◆ Written exercise ◆
Please select each line in the entries below that contains the word "ramen" and copy those lines in full.

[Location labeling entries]

============

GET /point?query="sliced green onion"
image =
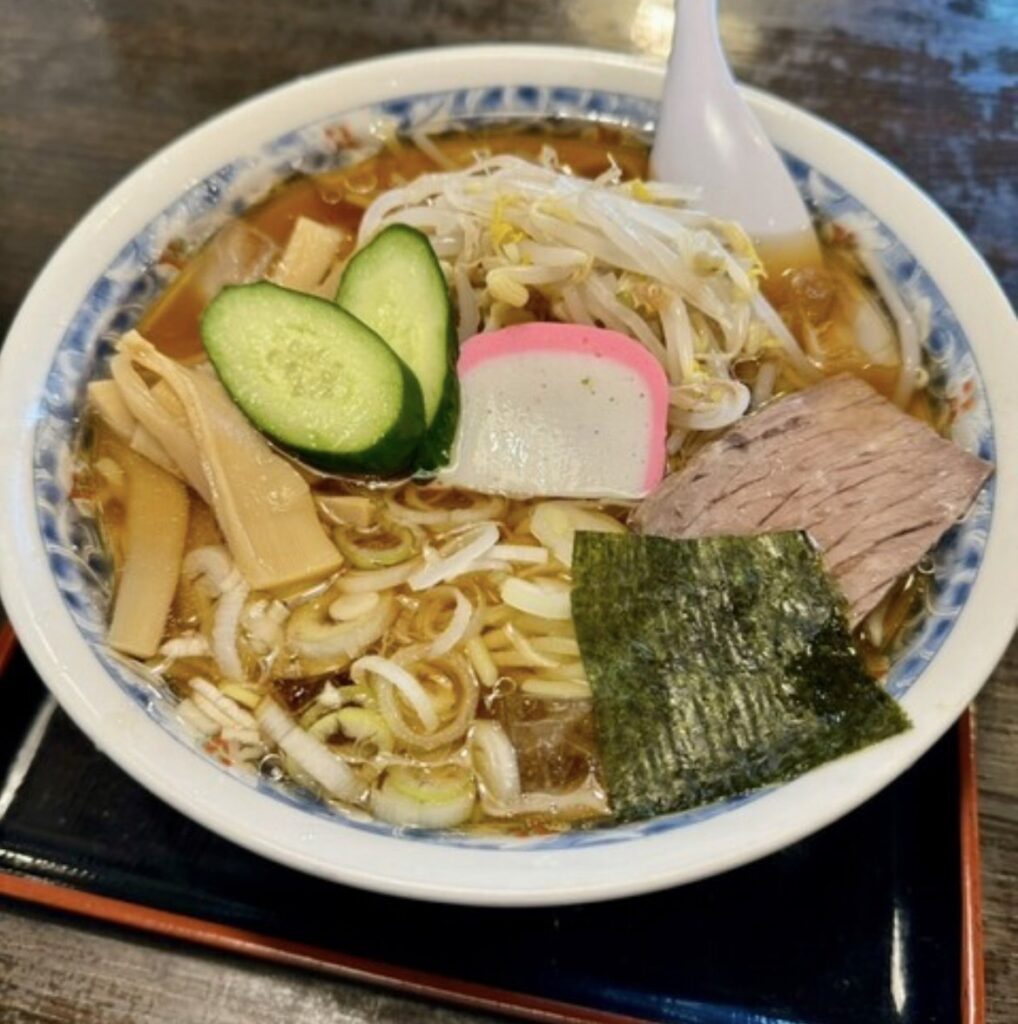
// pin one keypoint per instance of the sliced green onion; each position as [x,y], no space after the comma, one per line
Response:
[423,798]
[389,546]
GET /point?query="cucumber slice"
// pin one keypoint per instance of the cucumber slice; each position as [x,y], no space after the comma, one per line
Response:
[313,378]
[395,286]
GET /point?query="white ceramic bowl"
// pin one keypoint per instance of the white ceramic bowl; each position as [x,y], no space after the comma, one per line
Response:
[55,588]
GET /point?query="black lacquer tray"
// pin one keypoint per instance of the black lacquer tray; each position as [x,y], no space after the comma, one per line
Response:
[874,920]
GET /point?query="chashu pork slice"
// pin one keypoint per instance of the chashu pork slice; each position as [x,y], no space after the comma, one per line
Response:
[875,487]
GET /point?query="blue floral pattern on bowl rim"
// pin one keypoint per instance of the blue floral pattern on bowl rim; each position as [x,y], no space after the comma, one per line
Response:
[116,299]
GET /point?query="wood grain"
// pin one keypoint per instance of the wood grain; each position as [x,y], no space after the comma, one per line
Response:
[89,88]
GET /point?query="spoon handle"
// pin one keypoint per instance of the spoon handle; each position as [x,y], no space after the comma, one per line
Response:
[707,135]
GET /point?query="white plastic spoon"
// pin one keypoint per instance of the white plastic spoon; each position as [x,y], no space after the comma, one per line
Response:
[708,136]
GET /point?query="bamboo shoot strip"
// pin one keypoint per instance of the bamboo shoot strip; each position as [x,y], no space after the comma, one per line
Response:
[717,666]
[156,529]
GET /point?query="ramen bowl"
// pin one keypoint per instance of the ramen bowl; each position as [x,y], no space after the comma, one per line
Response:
[56,581]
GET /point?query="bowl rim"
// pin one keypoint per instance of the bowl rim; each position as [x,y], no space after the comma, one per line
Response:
[527,876]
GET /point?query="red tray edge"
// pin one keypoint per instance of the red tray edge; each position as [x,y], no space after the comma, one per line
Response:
[266,947]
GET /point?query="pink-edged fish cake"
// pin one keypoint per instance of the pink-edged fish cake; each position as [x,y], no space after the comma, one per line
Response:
[560,410]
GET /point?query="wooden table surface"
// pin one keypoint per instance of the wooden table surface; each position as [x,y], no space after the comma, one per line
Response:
[88,88]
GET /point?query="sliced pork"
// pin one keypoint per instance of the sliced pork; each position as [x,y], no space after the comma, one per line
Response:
[875,487]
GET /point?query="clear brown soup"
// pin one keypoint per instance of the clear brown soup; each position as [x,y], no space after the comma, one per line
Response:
[804,297]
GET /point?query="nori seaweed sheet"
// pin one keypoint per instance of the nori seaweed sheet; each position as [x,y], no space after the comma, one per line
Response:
[718,666]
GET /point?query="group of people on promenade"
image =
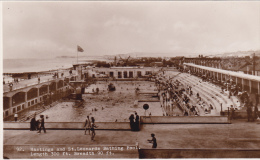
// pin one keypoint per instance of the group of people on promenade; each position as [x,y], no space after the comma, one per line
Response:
[173,94]
[90,126]
[37,125]
[134,122]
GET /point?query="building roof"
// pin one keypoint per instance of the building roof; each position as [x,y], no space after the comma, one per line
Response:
[231,73]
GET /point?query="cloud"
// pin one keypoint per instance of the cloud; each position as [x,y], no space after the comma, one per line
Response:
[50,29]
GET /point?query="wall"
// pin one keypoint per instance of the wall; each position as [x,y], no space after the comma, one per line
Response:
[185,119]
[70,125]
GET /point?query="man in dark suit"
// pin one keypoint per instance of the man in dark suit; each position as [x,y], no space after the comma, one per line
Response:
[41,124]
[136,122]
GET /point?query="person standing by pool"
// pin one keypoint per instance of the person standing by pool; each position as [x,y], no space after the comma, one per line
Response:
[93,126]
[41,124]
[153,140]
[87,125]
[33,123]
[131,118]
[15,117]
[136,122]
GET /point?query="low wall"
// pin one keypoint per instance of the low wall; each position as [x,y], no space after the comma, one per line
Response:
[241,114]
[199,153]
[69,125]
[184,119]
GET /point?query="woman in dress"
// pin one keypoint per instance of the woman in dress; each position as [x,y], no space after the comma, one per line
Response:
[93,126]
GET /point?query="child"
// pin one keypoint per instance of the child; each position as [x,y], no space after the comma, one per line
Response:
[153,140]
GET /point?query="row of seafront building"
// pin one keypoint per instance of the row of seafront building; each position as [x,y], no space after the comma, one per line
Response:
[250,83]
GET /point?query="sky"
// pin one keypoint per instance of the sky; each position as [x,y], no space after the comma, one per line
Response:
[51,29]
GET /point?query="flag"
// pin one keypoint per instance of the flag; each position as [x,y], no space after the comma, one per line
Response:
[80,49]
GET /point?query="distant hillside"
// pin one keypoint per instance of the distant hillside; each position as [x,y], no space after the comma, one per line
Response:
[238,54]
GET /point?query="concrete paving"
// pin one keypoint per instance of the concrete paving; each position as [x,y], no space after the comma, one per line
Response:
[238,135]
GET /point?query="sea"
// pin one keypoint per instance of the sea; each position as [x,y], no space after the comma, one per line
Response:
[38,65]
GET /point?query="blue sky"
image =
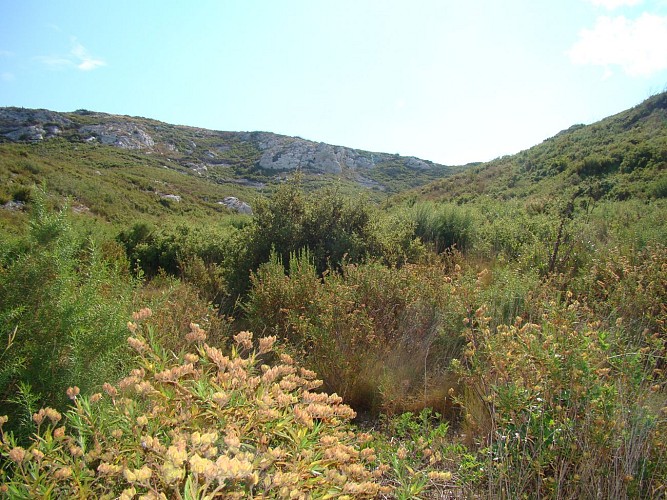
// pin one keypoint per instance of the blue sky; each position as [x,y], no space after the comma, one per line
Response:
[449,81]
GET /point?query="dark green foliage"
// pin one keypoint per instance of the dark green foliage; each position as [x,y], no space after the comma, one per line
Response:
[379,336]
[444,226]
[62,315]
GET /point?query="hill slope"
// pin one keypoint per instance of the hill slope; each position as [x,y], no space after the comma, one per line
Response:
[620,157]
[243,158]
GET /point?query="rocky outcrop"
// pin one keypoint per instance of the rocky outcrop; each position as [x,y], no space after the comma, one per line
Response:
[217,154]
[122,135]
[293,153]
[20,124]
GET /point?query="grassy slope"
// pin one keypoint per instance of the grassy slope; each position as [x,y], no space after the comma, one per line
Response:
[623,156]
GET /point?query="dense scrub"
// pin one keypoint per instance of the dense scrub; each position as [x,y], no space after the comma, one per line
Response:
[504,340]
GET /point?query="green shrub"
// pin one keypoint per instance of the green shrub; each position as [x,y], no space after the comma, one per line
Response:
[379,336]
[565,408]
[62,312]
[444,226]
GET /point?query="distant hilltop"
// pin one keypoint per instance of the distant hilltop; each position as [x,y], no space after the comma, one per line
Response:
[204,150]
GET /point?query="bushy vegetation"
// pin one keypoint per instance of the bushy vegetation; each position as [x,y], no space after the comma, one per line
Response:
[505,339]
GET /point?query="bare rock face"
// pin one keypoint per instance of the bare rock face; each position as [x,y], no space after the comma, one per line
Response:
[207,152]
[122,135]
[20,124]
[292,153]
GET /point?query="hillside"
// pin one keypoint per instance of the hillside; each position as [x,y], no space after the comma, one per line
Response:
[247,159]
[621,157]
[500,333]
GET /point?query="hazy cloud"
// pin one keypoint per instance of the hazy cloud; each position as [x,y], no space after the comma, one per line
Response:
[85,61]
[614,4]
[78,57]
[638,46]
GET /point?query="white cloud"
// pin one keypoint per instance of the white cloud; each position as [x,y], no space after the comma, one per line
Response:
[78,57]
[85,62]
[614,4]
[638,46]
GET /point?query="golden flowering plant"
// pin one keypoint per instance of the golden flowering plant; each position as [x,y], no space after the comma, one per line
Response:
[200,424]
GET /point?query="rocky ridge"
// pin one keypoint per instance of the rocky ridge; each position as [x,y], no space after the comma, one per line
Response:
[224,156]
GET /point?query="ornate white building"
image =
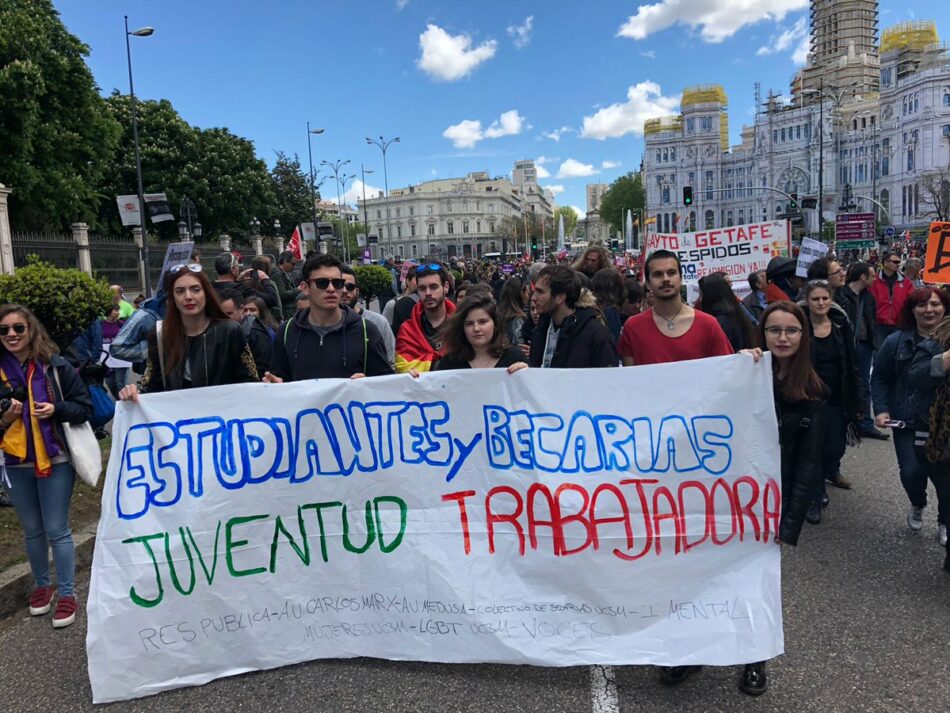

============

◆ Written solution ◆
GET /point?query="ramen bowl"
// pin one keypoint per instance of the ramen bowl; each position as [x,y], no space after the comma, one per line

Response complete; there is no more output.